= Tasks to perform =
1. Reproduce the passage on how network news editors and producers begin their day, word for word.
2. Edit the lines of the listing from the one containing "sky in the photo above." through the end of the listing, changing "hazy sky" to "overcast sky" and leaving everything else untouched. Return only those lines.

= Text segment =
++++++++
Goldberg continues: “On a typical morning, this is how assignment editors and producers at network news divisions begin their day. Step one: They open up the New York Times. Step two: They scan the paper for stories to put on their nightly newscasts. Step three: They get one of their high-priced reporters (who is in his or her own office also reading the New York Times) on the phone – a reporter who may not have come up with even one original story idea in his entire network career (I mean that literally) – and then tell him or her to go out and do the New York Times story. Step four: He or she does, and that evening a video version of the Times story is on the air.”
++++++++
= Labeled-object pointing listing =
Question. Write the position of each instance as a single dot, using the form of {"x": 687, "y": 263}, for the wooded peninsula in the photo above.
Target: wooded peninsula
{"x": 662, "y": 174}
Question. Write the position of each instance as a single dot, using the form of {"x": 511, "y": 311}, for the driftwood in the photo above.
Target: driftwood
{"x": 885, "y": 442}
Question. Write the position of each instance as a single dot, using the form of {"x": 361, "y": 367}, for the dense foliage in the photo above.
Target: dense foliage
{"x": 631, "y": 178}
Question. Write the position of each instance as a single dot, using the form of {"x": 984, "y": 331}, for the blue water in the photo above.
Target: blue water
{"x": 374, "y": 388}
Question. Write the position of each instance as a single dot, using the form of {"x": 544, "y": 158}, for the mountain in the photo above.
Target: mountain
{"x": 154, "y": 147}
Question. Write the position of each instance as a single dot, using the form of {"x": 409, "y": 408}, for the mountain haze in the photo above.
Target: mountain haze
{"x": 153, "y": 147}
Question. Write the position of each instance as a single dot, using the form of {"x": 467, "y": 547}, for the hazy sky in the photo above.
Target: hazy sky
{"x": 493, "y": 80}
++++++++
= Answer set =
1.
Goldberg continues: “On a typical morning, this is how assignment editors and producers at network news divisions begin their day. Step one: They open up the New York Times. Step two: They scan the paper for stories to put on their nightly newscasts. Step three: They get one of their high-priced reporters (who is in his or her own office also reading the New York Times) on the phone – a reporter who may not have come up with even one original story idea in his entire network career (I mean that literally) – and then tell him or her to go out and do the New York Times story. Step four: He or she does, and that evening a video version of the Times story is on the air.”

2.
Question. Write the position of each instance as a single dot, using the form of {"x": 467, "y": 547}, for the overcast sky in the photo above.
Target: overcast sky
{"x": 493, "y": 80}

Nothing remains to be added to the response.